▸ Instructions for the task:
Nothing in the entries may change when they are transcribed.

Data records:
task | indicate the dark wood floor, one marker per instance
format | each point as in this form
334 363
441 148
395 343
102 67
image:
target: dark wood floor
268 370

▸ Written answer:
task | indicate the dark wood floor, one marker per instance
format | each point as in this form
334 363
441 148
395 343
102 67
image:
target: dark wood floor
268 370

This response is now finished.